• Source passage:
..........

PART V
Conflicting Agendas
A global economic crisis has caused many governments to tighten restrictions on immigration; among them are France and Italy. In doing so, these governments have created immigration policies that are in direct conflict with their anti-trafficking agendas and pose the most significant challenge to granting victims proper treatment and services as well as investigating and prosecuting traffickers.
In Italy the conflict has resulted in a focus on the illegal status of a person, not on whether he or she is a victim of human trafficking. Illegal migrants commonly face fines and expedited deportation without proper screening to determine whether they are in fact trafficking victims. This state of affairs not only allows traffickers to evade culpability; it also creates a setting in which victims are denied proper treatment and services and are returned to nations where they may face retribution or re-trafficking. The Italian government, often commended on its victim-centric focus, has approved a security package that includes the option to deport prostitutes. Prostitution and human trafficking are not synonymous, but the uniform deportation of street prostitutes means that potential victims are not screened before deportation. The policy also treats potential victims as criminals and, by deporting them, places these persons in a position where they are at risk of re-trafficking and potential retribution by traffickers. To decrease the number of illegal immigrants in Italy, the government made an agreement with Libya that permits Italy to return and reroute boat migrants to Libya. These persons are not screened for signs of human trafficking prior to return
.

..........

• Data records:
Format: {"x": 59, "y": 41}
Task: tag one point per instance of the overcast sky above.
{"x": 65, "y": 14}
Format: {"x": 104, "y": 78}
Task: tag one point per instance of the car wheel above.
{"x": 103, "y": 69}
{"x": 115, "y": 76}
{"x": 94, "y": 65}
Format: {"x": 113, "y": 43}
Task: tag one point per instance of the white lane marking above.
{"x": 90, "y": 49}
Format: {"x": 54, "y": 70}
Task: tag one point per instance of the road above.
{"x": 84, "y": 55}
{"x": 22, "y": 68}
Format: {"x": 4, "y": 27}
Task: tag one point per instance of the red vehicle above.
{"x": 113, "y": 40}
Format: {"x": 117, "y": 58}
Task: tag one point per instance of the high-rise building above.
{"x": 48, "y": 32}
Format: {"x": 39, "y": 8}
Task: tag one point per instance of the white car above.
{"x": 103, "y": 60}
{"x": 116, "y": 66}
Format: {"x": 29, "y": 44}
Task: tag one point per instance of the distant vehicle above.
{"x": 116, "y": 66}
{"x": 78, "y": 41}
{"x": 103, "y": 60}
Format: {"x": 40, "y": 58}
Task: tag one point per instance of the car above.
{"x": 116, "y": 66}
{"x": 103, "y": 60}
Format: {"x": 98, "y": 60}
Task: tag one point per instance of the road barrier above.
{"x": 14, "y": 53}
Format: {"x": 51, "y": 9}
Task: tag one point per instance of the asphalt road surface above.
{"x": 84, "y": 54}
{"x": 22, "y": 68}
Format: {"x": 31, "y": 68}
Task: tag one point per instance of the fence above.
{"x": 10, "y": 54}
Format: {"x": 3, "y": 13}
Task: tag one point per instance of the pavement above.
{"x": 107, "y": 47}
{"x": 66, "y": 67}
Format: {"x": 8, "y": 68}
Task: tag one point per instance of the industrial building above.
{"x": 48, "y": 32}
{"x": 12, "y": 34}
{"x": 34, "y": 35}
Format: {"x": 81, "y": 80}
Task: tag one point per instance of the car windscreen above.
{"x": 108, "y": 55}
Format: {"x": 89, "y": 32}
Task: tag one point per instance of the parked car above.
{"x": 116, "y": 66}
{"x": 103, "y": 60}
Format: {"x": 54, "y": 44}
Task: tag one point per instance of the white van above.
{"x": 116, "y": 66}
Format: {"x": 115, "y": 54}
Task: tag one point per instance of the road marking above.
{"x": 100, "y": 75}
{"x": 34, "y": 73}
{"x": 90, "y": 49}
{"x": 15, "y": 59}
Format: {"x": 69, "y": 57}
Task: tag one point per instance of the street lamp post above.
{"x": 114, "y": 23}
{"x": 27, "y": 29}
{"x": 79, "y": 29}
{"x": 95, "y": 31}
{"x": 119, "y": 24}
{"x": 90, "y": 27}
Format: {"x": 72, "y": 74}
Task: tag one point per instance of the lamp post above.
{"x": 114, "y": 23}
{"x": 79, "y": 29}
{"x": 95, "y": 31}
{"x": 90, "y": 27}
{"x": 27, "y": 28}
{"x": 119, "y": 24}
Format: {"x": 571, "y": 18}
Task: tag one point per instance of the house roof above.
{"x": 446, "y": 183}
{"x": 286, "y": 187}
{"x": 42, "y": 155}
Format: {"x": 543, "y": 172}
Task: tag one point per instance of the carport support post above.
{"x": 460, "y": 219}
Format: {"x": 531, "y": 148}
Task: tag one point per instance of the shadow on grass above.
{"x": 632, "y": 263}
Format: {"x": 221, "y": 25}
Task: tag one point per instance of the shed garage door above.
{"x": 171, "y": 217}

..........

• To be done:
**a)** Name every country mentioned in the text on conflicting agendas.
**b)** Summarize the text on conflicting agendas in two sentences.
The listing that comes after the text is separate material, unrelated to it.

• Solutions to the problems:
**a)** France, Italy, Libya

**b)** Amid a global economic crisis, governments such as France and Italy have tightened immigration restrictions in ways that conflict with their anti-trafficking agendas. In Italy, illegal migrants, including deported prostitutes and boat migrants returned to Libya, are often removed without screening for signs of trafficking, which lets traffickers evade culpability and exposes victims to retribution or re-trafficking.